▶ [Provided text]

[Start of section]

Zatara
- Species: Cat
- Sex: Female
- Born: Zatara (Tara for short) April 18, 2008 (age 18) Bakersfield, California, USA
- Known for: Rescuing her family's child from a dog's attack
- Title: The Hero Cat
- Owner: The Triantafilo family
- Appearance: Tabby cat
- Awards: Cat Hero Award; Special Award For Cat Achievement; Blue Tiger Award; "Hero Dog" award;

= Tara (cat) =

Cat from viral video (born 2008)

Zatara (Tara for short), is a female tabby cat who rose to international fame in May 2014 when she stopped a dog attack against her owners' four-year-old son in Bakersfield, California, United States. When a neighbor's dog attacked and bit the child, the cat leapt at the dog, causing it to stop biting and run away. The moment was recorded on household surveillance. After the footage was uploaded on YouTube, it received more than 16.8 million views in the first 48 hours.

==Family pet==
The cat joined the Triantafilo family in 2008 after it followed parents, Roger and Erica Triantafilo, home. They named her Tara because it was the pet form of 'Zatara'; the name smugglers gave to Edmond Dantès in The Count of Monte Cristo. The smugglers said it meant driftwood.

==Dog attack==
On May 13, 2014, Jeremy Triantafilo, a four-year-old boy, was riding his bicycle in his family's driveway in Bakersfield, California when Scrappy, a neighbor's eight-month-old Labrador-Chow mix, came from behind and bit his leg. As the dog began dragging Jeremy down his driveway, Tara, who the family states was very attached to Jeremy, tackled the dog and chased him away before returning to Jeremy's side to check on him.

Jeremy needed ten stitches in his left calf following the attack. He quickly recovered and was thankful for Tara's actions calling her "my hero".

==Awards and commendations==
A few days later, minor league baseball team Bakersfield Blaze invited the cat, assisted by Jeremy's family, to throw the first pitch at a Bakersfield minor league baseball game in Sam Lynn Ballpark as a recognition for her deed. In the same spirit, Cat Fanciers' Association announced Tara as the recipient of its first-ever Cat Hero Award.

- On June 3, 2014, the Bakersfield Board of Supervisors proclaimed June 3 Tara the Hero Cat Day.
- On August 15, 2014, Tara was awarded the Special Award For Cat Achievement by the Cat Vid Festival.
- On September 26, 2014, Tara was awarded the Blue Tiger Award; an award only awarded to military service dogs.
- Tara became the first non-human to be named the grand marshal for Bakersfield's Christmas parade in 2014.
- On June 19, 2015, Tara was awarded with the Los Angeles SPCA's "Hero Dog" award, for which she also won a year's supply of cat food.
- On New Year's Day, 2018, Tara and her family rode in the Rose Parade on the Lucy Pet Foundation Paws for Life float honoring heroic animals.

[End of section]

▶ [Problem set]
A: Say whether each statement agrees with the article on Tara the cat, answering yes or no and quoting the words of the article that decide it: (i) the dog that attacked was an eight-month-old Labrador-Chow mix; (ii) Jeremy needed twelve stitches after the attack; (iii) a minor league baseball team invited Tara to throw the first pitch at a game.
B: Using the article on Tara the cat, answer each question:
(i) How many views did the footage receive in its first 48 hours on YouTube?
(ii) On what date did the dog attack take place?
(iii) Which organization named Tara the recipient of its first-ever Cat Hero Award?
C: Translate this sentence from the article on Tara the cat into Spanish: "The cat joined the Triantafilo family in 2008 after it followed parents, Roger and Erica Triantafilo, home."
The data that follows is not needed for the tasks set here.

[Referring-expression data based on photos]
[Start of section]

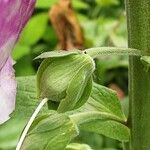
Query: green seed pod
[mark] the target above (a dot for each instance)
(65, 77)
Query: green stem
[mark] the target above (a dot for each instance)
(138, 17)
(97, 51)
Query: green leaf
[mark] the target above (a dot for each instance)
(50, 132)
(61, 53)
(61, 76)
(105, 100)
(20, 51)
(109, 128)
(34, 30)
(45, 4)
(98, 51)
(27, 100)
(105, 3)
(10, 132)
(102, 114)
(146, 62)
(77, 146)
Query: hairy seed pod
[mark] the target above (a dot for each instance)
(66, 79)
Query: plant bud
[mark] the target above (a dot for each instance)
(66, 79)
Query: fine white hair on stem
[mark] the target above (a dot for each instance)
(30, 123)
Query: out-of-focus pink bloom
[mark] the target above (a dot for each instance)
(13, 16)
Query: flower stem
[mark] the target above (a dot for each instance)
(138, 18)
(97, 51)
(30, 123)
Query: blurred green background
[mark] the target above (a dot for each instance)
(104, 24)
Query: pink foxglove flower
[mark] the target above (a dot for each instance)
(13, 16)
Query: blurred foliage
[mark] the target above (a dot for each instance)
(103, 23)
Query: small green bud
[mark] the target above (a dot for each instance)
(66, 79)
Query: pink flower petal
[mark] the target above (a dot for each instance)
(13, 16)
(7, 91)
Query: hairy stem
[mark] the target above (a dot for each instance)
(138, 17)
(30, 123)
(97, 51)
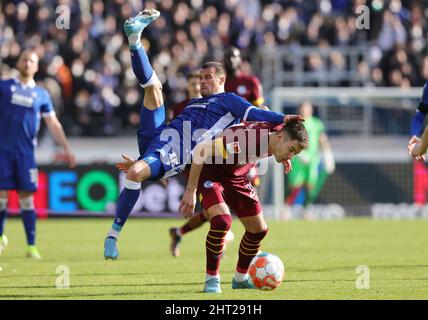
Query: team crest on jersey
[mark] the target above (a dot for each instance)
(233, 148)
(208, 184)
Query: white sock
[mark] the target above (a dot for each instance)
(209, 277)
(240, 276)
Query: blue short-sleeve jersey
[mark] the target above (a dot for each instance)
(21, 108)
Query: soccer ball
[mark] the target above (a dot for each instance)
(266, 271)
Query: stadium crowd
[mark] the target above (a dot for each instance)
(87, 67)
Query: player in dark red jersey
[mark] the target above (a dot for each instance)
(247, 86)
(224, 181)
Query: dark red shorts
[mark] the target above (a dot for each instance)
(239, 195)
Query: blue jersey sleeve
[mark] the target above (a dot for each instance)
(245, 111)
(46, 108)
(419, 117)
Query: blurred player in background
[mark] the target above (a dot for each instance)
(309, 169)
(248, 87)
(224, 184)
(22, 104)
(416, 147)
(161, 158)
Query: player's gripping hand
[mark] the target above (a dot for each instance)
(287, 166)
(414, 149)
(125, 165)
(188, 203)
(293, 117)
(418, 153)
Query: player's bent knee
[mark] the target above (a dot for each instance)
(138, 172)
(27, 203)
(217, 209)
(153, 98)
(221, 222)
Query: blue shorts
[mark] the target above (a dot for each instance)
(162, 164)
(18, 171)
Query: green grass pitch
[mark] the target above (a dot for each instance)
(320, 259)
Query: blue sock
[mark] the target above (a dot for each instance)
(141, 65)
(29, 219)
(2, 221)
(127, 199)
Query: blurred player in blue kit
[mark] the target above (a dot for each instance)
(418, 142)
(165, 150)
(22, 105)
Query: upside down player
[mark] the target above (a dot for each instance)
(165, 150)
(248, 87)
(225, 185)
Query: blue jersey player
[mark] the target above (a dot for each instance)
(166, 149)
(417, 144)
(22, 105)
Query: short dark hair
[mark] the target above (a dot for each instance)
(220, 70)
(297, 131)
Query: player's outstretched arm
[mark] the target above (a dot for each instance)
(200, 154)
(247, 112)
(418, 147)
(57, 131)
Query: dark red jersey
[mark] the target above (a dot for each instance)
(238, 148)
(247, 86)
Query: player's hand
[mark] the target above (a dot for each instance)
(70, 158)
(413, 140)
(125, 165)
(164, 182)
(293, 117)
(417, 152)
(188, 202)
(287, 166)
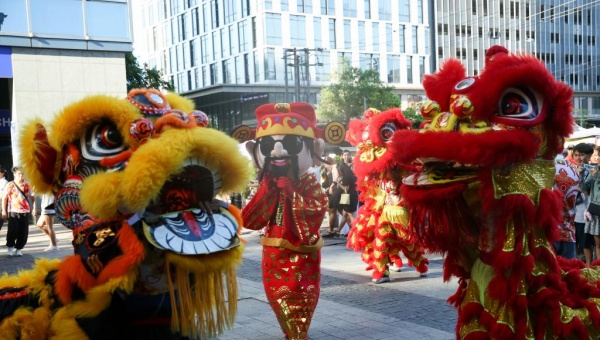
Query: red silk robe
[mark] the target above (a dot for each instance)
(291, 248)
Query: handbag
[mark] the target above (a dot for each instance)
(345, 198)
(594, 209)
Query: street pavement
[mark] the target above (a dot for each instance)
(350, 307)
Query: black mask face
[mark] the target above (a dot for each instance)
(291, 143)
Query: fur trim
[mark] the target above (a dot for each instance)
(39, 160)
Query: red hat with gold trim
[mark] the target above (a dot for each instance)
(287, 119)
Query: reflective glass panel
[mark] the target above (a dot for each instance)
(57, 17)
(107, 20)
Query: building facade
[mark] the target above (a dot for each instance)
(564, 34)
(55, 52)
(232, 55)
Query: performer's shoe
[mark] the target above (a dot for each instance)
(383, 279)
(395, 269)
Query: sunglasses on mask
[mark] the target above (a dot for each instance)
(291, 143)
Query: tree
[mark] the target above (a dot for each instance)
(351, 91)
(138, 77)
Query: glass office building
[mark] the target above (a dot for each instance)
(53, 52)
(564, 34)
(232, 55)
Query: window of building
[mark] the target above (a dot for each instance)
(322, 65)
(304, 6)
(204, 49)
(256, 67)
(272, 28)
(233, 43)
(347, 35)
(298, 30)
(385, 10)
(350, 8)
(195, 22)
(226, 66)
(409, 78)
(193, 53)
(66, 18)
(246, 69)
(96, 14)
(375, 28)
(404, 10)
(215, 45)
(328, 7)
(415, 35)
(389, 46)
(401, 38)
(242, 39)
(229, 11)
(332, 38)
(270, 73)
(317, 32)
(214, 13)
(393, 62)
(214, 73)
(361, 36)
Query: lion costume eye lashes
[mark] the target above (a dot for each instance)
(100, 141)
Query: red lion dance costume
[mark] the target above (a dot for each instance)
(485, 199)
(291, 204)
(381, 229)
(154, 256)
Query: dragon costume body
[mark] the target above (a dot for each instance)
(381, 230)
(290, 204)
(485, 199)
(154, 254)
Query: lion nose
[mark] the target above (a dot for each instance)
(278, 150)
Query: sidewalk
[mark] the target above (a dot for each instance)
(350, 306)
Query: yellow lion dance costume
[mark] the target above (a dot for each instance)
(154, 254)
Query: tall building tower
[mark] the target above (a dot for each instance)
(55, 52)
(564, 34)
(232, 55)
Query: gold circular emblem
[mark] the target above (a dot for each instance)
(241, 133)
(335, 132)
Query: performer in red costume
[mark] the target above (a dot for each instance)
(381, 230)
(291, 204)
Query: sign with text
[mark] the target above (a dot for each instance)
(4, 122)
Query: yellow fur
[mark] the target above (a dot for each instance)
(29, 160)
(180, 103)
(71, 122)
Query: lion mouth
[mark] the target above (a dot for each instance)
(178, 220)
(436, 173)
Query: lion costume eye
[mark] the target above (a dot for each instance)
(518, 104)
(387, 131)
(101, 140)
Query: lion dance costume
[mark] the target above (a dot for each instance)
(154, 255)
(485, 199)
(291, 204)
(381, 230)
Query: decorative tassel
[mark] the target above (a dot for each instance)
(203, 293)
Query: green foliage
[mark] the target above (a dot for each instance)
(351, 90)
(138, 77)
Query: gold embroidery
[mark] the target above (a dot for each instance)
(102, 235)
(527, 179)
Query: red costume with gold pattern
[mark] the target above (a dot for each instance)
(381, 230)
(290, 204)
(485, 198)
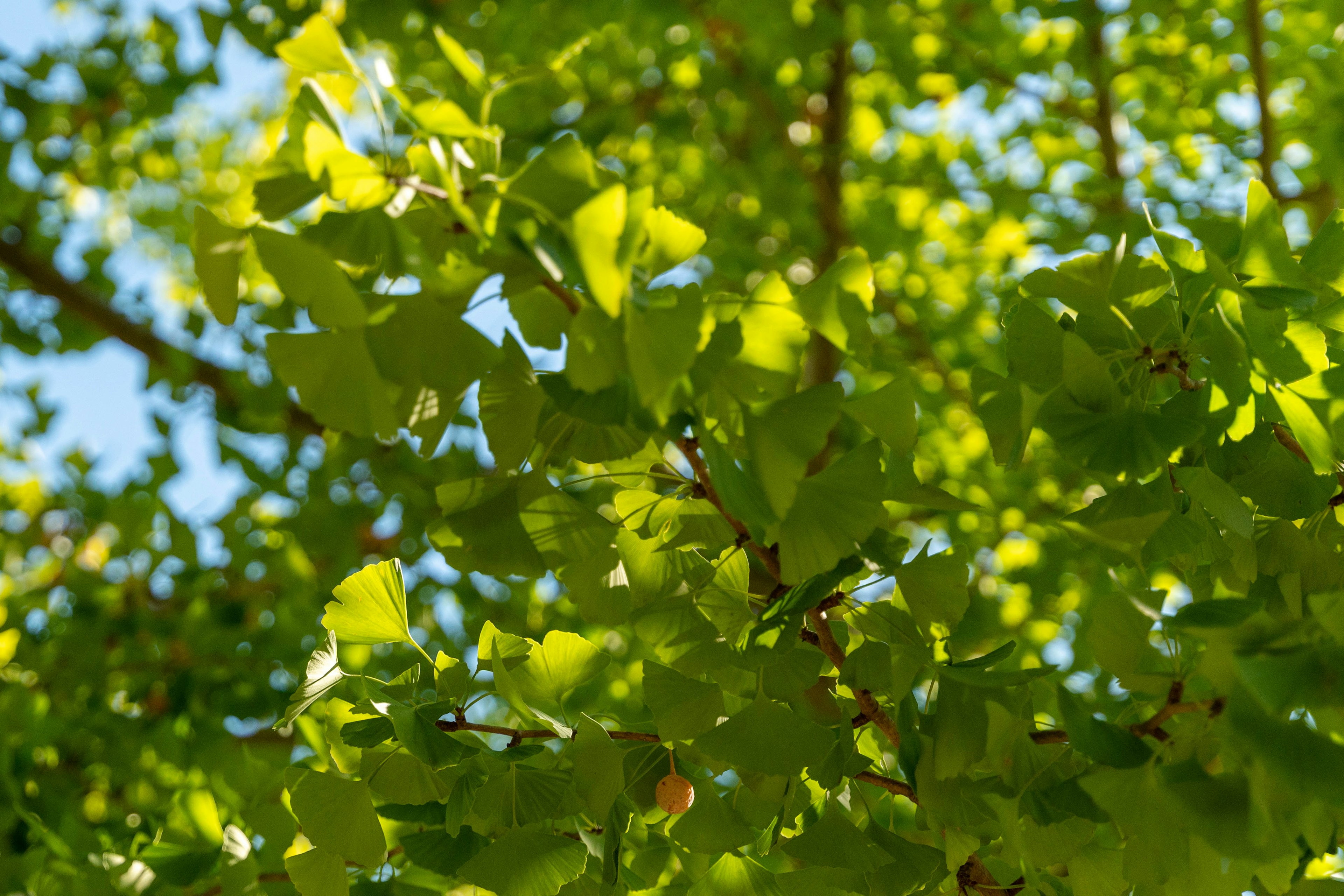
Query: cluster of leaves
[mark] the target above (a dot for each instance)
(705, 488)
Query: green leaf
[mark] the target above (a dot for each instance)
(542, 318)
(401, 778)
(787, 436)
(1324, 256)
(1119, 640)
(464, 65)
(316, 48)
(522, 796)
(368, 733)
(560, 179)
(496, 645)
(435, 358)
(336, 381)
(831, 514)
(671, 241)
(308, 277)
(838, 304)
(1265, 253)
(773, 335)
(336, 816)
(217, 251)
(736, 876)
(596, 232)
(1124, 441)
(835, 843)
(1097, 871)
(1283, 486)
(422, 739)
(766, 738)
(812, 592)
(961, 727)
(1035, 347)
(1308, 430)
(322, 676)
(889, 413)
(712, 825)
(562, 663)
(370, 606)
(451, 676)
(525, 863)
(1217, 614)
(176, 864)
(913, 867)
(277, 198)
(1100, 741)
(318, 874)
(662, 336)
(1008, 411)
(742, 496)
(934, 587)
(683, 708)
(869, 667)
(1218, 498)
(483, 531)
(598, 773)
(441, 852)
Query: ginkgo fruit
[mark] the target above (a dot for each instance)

[End of section]

▶ [Expected outputs]
A:
(i) Yes: "Scrappy, a neighbor's eight-month-old Labrador-Chow mix"
(ii) No: "Jeremy needed ten stitches in his left calf following the attack."
(iii) Yes: "minor league baseball team Bakersfield Blaze invited the cat, assisted by Jeremy's family, to throw the first pitch at a Bakersfield minor league baseball game in Sam Lynn Ballpark"

B:
(i) More than 16.8 million views.
(ii) May 13, 2014.
(iii) The Cat Fanciers' Association.

C: La gata se unió a la familia Triantafilo en 2008 después de seguir a los padres, Roger y Erica Triantafilo, hasta su casa.